● **WRITTEN REQUEST**
Locate each line in the entries below that contains the string "moon", and copy those lines out. Match case exactly.

● **GIVEN DATA**
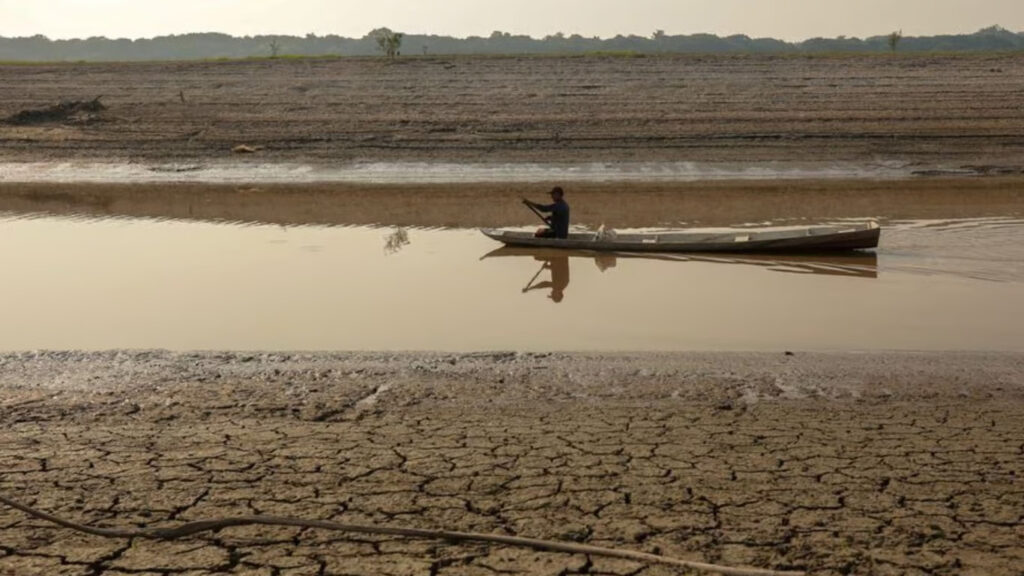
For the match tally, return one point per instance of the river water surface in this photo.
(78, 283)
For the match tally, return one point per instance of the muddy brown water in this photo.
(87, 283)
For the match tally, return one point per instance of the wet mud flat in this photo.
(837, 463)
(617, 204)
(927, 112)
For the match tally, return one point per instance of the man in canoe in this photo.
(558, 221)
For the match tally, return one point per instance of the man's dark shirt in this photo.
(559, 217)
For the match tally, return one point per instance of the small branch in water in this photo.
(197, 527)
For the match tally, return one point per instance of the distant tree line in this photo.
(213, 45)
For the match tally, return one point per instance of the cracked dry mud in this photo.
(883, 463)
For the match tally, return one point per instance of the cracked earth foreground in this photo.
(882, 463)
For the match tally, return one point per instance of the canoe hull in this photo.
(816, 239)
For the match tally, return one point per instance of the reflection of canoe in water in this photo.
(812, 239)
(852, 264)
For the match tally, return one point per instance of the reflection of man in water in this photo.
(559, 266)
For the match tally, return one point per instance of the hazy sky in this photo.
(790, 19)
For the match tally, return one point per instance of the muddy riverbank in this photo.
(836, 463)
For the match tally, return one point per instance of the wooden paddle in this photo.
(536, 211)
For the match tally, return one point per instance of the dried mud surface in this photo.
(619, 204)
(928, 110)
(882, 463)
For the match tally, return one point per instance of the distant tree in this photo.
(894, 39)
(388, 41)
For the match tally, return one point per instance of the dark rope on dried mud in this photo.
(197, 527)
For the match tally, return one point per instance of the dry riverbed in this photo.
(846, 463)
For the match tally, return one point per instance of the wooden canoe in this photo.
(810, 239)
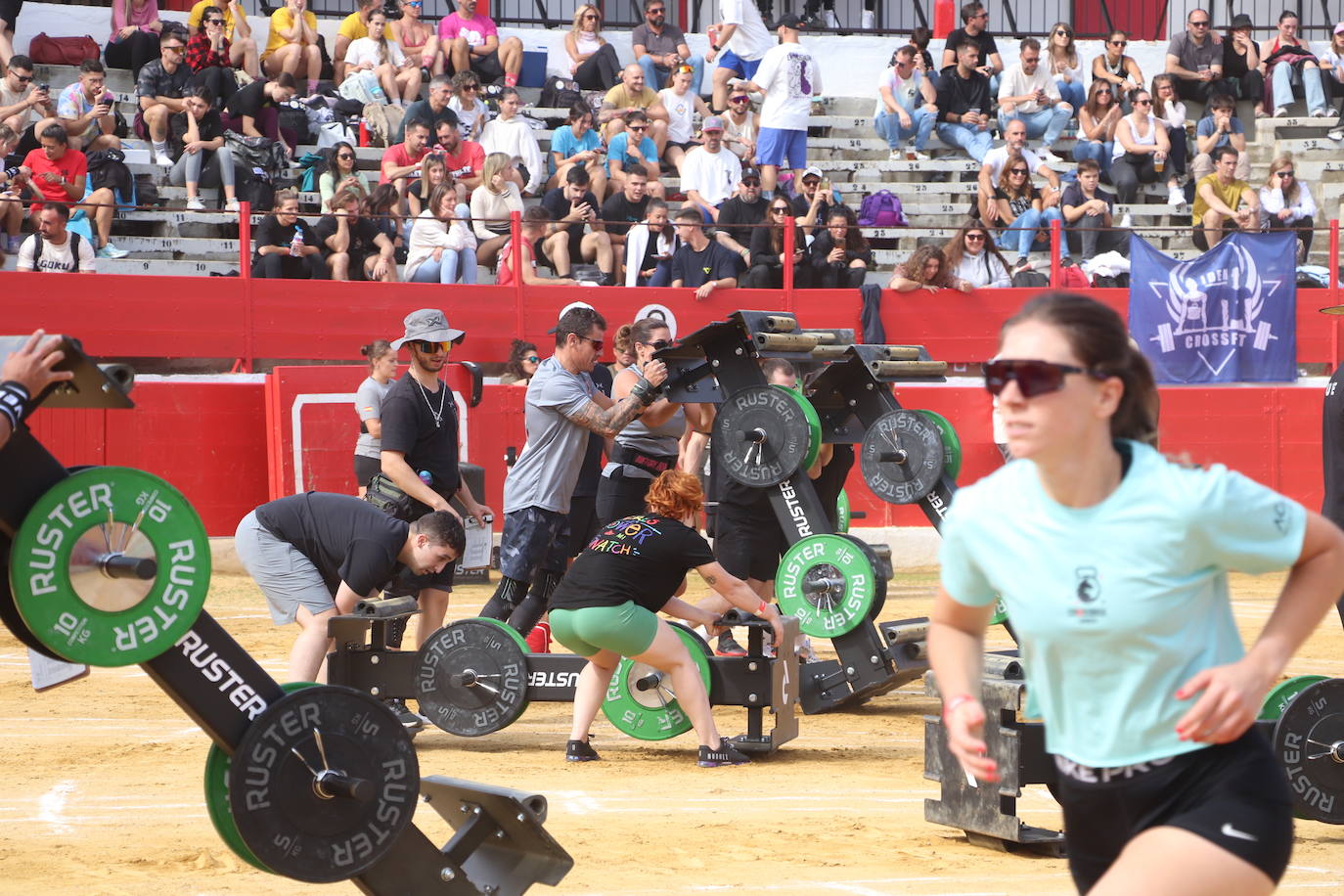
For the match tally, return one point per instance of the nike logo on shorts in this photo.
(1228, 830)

...

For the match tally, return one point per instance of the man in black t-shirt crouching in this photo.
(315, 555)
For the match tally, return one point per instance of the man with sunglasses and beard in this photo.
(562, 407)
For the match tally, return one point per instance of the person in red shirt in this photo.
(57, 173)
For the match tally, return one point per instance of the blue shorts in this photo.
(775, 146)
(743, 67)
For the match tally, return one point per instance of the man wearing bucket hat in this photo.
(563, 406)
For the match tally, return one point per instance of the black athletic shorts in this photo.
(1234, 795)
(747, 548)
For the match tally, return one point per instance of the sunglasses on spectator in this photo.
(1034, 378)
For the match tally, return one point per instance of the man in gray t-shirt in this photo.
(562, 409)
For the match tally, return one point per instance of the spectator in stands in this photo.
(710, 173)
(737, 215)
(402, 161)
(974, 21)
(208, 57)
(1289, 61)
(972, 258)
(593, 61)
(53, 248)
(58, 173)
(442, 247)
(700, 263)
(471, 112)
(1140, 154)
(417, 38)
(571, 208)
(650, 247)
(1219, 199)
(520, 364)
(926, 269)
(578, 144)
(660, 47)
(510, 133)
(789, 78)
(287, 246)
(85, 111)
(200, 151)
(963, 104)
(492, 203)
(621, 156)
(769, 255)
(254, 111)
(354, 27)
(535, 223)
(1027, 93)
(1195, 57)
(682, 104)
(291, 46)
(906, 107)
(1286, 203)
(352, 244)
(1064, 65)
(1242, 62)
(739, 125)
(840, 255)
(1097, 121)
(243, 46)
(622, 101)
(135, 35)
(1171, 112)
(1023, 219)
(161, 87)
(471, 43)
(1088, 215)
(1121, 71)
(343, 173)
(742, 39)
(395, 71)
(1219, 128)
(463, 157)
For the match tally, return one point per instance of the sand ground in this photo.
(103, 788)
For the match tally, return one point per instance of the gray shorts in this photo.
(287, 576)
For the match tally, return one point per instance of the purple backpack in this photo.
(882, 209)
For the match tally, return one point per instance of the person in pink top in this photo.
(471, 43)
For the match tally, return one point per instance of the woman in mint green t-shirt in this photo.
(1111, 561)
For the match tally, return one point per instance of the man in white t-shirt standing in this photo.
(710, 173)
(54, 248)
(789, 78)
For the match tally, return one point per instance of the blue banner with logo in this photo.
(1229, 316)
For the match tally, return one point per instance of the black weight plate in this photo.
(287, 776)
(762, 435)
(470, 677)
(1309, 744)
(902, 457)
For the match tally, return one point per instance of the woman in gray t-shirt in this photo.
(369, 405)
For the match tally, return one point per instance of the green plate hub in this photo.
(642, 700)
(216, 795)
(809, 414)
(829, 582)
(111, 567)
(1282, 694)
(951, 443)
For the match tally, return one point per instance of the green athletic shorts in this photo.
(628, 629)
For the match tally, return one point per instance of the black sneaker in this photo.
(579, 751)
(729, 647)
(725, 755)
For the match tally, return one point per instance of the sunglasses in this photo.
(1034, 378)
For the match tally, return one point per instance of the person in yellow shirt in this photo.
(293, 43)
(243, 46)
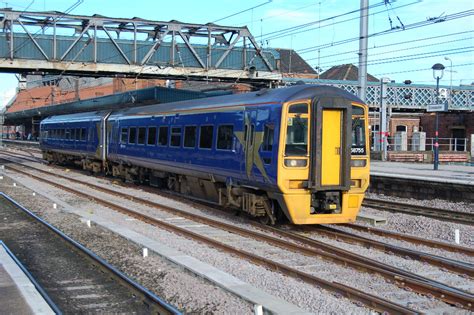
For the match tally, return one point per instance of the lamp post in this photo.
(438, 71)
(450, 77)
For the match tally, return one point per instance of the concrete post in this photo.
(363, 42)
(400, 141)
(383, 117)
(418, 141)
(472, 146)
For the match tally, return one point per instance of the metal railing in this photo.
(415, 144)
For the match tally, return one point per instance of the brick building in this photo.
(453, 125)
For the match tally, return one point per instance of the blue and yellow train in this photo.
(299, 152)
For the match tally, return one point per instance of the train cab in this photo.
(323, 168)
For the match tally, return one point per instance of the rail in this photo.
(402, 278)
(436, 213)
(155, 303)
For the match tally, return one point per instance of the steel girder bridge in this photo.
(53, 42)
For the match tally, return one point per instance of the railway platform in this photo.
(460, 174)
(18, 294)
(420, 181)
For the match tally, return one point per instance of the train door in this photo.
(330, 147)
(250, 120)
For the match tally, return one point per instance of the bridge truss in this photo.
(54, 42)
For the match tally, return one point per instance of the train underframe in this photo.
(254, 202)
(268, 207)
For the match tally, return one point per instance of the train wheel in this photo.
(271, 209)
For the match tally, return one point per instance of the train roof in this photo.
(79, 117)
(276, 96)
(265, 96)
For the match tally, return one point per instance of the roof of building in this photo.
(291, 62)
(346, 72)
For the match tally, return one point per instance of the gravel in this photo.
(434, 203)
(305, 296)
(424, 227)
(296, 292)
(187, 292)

--

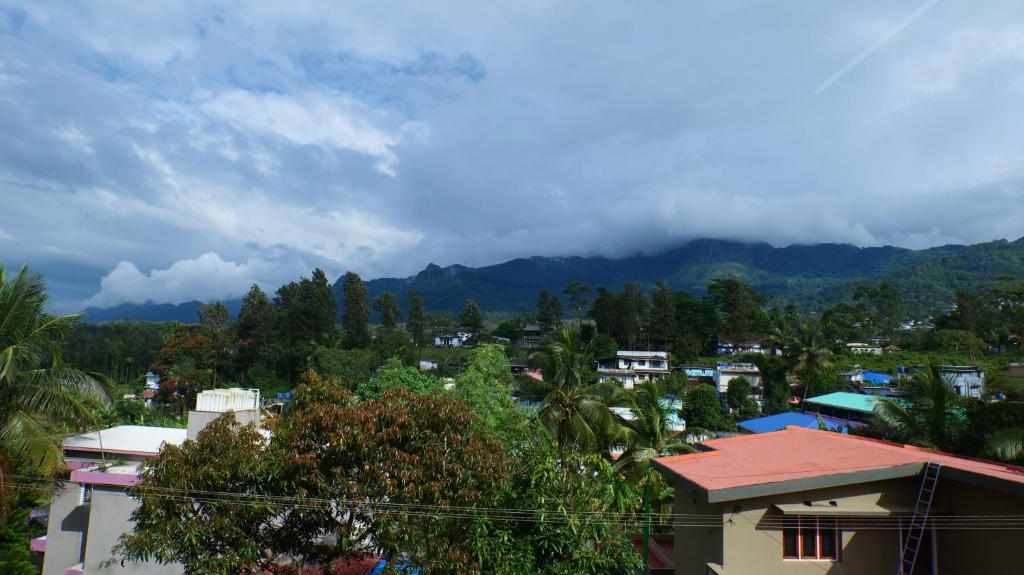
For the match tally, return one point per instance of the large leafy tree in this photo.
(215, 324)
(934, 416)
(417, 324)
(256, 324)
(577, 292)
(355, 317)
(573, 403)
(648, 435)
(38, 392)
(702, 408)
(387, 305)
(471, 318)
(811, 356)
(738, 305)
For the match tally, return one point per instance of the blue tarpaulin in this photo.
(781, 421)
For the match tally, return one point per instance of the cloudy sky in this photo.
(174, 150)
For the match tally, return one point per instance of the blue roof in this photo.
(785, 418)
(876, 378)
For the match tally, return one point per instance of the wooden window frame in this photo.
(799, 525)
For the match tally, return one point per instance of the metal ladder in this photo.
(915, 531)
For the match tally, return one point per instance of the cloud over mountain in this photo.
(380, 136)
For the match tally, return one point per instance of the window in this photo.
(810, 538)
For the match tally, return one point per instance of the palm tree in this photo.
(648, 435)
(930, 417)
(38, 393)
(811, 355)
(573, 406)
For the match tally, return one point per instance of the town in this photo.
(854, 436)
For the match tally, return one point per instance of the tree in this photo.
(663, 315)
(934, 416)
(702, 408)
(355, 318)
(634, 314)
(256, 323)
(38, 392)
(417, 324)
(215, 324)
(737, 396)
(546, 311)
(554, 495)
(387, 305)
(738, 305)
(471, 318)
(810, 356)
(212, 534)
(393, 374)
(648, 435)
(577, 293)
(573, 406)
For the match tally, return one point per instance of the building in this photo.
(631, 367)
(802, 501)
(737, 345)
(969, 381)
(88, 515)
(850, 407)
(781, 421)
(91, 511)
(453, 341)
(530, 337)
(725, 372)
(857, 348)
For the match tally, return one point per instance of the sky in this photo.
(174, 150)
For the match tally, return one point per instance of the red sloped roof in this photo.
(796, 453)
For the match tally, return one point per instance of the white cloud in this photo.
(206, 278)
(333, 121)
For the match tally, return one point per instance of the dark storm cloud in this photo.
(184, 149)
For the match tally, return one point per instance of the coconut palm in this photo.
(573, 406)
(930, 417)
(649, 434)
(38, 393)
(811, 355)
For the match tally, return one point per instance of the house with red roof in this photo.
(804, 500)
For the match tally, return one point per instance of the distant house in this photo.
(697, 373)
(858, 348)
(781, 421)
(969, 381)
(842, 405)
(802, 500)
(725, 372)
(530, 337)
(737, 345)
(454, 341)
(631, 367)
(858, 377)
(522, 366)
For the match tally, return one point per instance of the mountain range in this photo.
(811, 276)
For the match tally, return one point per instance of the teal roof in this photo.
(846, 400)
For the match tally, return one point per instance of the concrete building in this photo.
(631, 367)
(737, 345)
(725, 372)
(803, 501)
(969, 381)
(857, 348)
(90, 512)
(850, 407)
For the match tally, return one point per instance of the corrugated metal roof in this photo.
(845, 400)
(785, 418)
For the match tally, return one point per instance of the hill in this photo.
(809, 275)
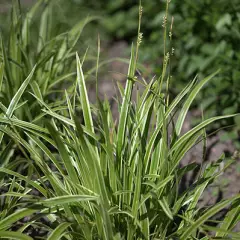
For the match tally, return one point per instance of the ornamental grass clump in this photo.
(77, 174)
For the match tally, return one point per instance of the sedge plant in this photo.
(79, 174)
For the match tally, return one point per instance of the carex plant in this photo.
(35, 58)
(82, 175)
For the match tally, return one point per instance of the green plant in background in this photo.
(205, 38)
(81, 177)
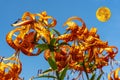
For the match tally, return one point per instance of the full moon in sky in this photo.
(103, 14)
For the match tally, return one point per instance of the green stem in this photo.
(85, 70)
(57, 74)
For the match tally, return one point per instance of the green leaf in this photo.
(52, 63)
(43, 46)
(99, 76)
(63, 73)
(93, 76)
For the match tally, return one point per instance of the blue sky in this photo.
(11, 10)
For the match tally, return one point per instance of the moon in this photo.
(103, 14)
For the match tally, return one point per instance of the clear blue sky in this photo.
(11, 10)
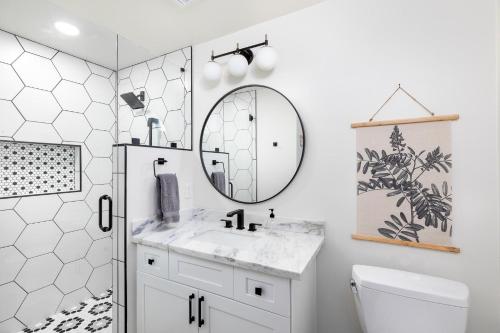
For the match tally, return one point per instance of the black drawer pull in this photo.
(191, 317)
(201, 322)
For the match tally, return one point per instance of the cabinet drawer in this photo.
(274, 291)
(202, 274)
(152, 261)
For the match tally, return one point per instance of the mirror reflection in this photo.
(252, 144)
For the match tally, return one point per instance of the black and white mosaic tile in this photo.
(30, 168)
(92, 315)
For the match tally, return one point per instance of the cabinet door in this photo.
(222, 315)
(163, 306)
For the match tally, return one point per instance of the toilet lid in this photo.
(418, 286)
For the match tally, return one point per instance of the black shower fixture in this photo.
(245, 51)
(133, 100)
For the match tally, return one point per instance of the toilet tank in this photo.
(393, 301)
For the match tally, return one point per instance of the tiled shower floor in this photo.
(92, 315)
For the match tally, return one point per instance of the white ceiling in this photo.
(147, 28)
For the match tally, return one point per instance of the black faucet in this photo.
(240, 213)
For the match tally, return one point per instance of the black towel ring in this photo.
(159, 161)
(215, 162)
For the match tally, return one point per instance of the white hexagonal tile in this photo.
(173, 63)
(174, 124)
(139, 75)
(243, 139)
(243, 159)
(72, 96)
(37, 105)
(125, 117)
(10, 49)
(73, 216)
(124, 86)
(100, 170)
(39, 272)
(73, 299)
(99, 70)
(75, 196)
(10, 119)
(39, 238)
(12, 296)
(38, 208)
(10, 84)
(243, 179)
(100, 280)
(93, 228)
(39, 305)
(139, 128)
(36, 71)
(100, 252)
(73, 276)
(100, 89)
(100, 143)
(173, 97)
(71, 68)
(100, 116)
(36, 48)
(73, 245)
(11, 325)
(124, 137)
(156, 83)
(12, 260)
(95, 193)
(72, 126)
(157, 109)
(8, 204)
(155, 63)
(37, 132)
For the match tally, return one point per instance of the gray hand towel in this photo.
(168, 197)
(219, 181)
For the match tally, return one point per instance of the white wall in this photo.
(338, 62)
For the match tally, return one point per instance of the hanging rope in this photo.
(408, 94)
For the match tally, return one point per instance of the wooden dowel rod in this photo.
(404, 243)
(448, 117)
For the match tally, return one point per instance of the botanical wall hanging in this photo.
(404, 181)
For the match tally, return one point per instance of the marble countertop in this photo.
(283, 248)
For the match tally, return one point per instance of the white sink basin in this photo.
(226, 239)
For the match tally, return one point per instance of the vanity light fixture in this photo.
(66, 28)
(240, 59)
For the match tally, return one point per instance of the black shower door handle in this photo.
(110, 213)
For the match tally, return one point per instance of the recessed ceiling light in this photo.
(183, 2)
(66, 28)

● **FULL OUTPUT**
For the match tally, return one point per instance of the full moon in sky in this photo.
For the match tally, return one point per instance of the moon in this photo.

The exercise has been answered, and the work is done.